*SELECTION:*

>>

Video game install sizes don’t seem to be getting smaller. Middle Earth: Shadow Of War (2017), Red Dead Redemption 2 (2018) and The Last of Us Part 2 (2020) take up about 95 GB, 101 GB (150 GB on PC) and 99 GB respectively. The upcoming Spider-Man Miles Morales game takes up about 105 GB on PS 5 for the re-mastered base game with the standalone expansion. The most famous offender, Call of Duty Modern Warfare + Warzone now takes up over 200 GB on PC. Why wasn’t this a problem during the PS 3 and Xbox 360 era, why have install sizes ballooned this generation?
A major cause for this would be texture sizes. Most PS 3 and Xbox 360 games targeted 720 p. This generation, 1080 p was the standard until the PS 4 Pro and Xbox One X released in 2016 and targeted 4K. This also meant in game textures had to be made higher resolution too. This coupled with the fact that games are getting longer and more detailed (That means no more reusing the exact same textures everywhere) means there are hundreds of thousands textures for a single game. This affects open world games the most (And there are a lot of those this generation).

<<

Condense the paragraph of the text on game install sizes that begins "A major cause for this would be texture sizes" into a short bulleted list that retains its main facts. The entries that follow have no connection to the text on game install sizes.

*INFORMATION PROVIDED:*
>>

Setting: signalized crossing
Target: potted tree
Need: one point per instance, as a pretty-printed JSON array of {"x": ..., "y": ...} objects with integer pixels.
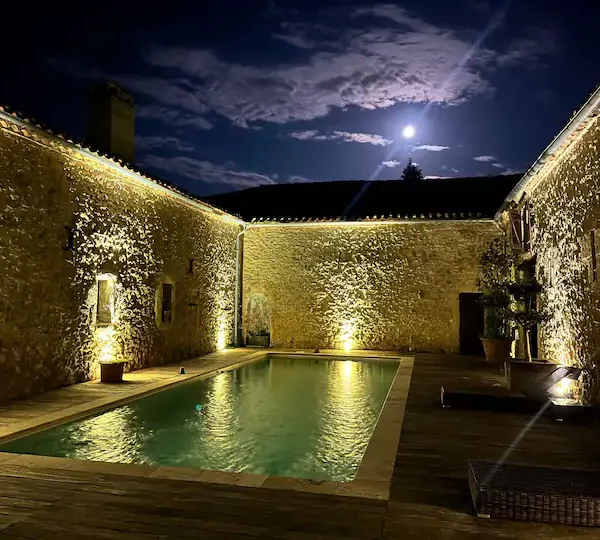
[
  {"x": 496, "y": 269},
  {"x": 524, "y": 312}
]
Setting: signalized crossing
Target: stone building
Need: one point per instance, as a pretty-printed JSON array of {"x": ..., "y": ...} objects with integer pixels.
[
  {"x": 552, "y": 216},
  {"x": 101, "y": 262}
]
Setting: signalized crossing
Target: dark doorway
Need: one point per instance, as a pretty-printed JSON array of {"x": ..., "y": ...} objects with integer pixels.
[{"x": 471, "y": 323}]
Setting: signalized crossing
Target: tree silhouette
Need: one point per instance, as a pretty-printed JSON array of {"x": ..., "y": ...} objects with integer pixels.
[{"x": 412, "y": 172}]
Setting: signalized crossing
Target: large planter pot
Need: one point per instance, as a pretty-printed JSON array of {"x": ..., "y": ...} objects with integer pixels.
[
  {"x": 112, "y": 373},
  {"x": 496, "y": 349},
  {"x": 522, "y": 375}
]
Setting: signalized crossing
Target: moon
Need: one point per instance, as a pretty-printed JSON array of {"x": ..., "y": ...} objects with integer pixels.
[{"x": 408, "y": 132}]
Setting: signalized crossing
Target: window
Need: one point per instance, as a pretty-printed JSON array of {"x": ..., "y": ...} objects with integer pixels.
[
  {"x": 593, "y": 256},
  {"x": 105, "y": 301},
  {"x": 166, "y": 313},
  {"x": 526, "y": 220}
]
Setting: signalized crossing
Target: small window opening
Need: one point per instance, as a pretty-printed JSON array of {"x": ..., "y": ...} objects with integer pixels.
[
  {"x": 166, "y": 313},
  {"x": 105, "y": 302},
  {"x": 594, "y": 265}
]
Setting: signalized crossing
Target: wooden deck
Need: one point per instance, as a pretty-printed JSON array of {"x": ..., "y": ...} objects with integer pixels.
[{"x": 429, "y": 498}]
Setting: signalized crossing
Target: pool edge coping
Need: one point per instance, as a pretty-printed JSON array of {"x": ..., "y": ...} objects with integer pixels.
[{"x": 372, "y": 480}]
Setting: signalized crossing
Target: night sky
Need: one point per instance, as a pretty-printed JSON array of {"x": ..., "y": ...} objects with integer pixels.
[{"x": 235, "y": 94}]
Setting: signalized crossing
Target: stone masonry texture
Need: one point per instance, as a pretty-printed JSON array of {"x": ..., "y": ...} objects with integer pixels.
[
  {"x": 376, "y": 286},
  {"x": 66, "y": 219},
  {"x": 565, "y": 199}
]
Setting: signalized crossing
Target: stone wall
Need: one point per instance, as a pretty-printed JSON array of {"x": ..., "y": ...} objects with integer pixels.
[
  {"x": 566, "y": 205},
  {"x": 375, "y": 286},
  {"x": 67, "y": 218}
]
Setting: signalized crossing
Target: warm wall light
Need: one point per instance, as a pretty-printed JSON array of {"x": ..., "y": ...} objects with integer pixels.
[
  {"x": 221, "y": 343},
  {"x": 563, "y": 387},
  {"x": 347, "y": 336}
]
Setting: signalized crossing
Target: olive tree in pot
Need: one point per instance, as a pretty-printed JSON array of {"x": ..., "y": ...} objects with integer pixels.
[
  {"x": 496, "y": 276},
  {"x": 524, "y": 311}
]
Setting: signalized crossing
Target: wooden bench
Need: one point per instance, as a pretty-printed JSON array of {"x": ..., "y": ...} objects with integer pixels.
[{"x": 534, "y": 493}]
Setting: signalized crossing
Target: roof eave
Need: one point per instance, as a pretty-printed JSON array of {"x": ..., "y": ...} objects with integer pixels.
[{"x": 590, "y": 106}]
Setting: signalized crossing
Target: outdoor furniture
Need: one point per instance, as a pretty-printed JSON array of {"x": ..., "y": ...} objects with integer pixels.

<<

*CORRECT RESPONSE:*
- Texture sizes are a major cause of larger install sizes.
- Most PS 3 and Xbox 360 games targeted 720p.
- This generation, 1080p was the standard until the PS 4 Pro and Xbox One X arrived in 2016 and targeted 4K, which required higher-resolution in-game textures.
- Games are also longer and more detailed, with less reuse of identical textures, so a single game can have hundreds of thousands of textures.
- Open world games, which are numerous this generation, are affected the most.